--- WHAT THE TASK ASKS ---
In the entries that follow, find each line with the word "wing" and copy it.

--- DATA TO EXAMINE ---
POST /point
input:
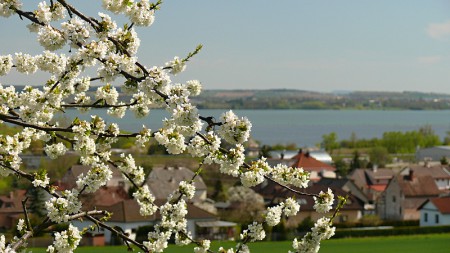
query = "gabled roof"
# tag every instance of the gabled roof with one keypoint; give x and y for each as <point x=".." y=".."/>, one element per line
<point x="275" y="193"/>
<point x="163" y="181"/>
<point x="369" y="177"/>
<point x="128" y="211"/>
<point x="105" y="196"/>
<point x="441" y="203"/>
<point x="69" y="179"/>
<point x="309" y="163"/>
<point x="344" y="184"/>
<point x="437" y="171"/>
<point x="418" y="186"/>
---
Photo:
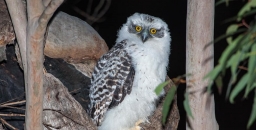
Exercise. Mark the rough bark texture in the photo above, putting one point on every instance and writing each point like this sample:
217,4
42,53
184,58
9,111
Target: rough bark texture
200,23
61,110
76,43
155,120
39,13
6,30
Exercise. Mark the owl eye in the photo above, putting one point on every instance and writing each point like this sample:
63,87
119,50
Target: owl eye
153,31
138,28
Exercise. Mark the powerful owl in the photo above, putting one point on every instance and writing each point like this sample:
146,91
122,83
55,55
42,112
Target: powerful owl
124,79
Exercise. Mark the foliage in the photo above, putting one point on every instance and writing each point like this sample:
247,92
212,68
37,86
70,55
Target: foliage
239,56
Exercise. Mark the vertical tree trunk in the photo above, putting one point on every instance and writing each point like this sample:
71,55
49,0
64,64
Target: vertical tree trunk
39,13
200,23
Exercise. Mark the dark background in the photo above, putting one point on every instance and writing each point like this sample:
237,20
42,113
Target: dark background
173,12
--
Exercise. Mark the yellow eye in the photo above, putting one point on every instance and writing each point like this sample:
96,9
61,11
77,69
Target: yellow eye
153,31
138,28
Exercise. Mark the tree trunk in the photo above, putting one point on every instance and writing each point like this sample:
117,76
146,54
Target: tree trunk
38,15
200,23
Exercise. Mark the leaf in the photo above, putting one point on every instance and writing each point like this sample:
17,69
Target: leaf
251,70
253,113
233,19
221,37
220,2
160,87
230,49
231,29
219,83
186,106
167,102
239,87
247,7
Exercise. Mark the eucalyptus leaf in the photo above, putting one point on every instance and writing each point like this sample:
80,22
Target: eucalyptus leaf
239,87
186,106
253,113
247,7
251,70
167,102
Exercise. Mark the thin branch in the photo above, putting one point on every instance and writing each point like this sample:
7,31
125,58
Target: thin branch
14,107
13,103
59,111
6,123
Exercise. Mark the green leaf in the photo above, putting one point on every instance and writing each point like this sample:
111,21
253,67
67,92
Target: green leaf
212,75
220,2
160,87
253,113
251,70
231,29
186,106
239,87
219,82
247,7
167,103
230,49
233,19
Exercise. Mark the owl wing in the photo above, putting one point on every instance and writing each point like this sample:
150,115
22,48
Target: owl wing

--- SOLUTION TO THIS EXERCISE ---
Exercise. Mark the owl wing in the photo above, putting one point on every instance and writing each point like this sample:
Target: owl wing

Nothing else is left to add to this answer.